- Problem requirements -
Rewrite only the lines below from the one that has "like [[199, 268]]." through the one that has "[[715, 600], [784, 886], [44, 654]]", requests included. Multiply every point coordinate in the answers by 0.25 and round to whole numbers, halves up, but leave the sample coordinates inside the requests as they are.

- Items -

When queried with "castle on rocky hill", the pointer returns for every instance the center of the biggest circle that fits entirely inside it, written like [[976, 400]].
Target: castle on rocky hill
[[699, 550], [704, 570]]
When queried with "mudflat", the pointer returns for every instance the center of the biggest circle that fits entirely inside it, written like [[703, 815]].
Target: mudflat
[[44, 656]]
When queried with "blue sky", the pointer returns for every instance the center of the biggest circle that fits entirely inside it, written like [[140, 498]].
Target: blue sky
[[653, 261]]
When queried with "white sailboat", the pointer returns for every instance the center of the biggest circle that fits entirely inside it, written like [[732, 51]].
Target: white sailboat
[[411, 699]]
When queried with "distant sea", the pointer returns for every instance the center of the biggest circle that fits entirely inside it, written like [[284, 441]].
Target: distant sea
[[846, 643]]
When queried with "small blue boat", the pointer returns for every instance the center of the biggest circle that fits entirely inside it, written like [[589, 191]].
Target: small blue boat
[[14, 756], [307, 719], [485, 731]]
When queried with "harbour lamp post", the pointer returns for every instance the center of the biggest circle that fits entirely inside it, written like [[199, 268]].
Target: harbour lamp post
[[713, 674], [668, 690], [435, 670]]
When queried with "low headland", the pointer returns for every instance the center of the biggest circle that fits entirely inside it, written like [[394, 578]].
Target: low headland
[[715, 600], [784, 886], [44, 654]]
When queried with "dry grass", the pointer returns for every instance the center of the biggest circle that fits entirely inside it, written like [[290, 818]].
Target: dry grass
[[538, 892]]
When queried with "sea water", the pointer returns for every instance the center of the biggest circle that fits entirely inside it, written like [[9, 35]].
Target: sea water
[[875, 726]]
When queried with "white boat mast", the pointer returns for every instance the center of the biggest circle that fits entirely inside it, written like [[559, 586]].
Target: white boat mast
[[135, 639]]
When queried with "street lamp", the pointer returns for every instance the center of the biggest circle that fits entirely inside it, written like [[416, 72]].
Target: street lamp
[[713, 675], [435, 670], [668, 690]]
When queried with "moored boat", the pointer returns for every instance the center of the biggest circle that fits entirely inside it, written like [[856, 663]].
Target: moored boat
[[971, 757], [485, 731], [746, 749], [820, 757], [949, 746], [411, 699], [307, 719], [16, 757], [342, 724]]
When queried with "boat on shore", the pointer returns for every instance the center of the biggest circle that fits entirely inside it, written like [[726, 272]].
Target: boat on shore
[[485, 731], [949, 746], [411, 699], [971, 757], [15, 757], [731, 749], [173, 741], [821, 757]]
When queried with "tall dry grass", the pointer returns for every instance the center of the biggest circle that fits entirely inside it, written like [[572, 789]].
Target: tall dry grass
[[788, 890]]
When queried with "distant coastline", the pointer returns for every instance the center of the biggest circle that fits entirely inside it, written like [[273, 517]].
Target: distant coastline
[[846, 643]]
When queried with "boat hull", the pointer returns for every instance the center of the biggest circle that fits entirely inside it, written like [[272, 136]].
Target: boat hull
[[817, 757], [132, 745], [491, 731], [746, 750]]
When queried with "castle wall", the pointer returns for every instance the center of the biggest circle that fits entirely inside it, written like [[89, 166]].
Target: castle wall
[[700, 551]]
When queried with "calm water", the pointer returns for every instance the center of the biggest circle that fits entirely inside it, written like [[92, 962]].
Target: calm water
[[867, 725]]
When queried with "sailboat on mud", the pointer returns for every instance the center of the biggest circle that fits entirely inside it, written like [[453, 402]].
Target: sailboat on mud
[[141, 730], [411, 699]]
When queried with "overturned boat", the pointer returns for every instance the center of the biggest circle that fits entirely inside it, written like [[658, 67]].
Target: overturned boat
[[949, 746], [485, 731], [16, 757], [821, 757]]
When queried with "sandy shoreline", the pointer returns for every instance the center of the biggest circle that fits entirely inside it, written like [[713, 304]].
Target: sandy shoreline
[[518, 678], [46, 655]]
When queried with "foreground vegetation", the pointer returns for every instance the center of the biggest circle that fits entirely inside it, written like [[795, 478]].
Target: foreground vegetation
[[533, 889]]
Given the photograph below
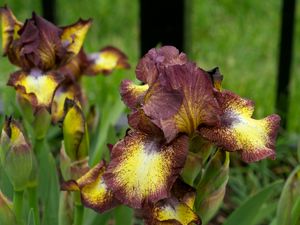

- Exercise solution -
When queried with "harbour lamp post", the pointer returns for every instance the center of the biggest circle that fits entirely inside it, written like [[199, 268]].
Target: harbour lamp post
[[178, 169], [167, 173], [109, 168]]
When queried with "low headland", the pointer returns for every instance the center of the biggest circle that fits entirely inside it, written like [[394, 578]].
Target: low headland
[[179, 150], [196, 222], [11, 164]]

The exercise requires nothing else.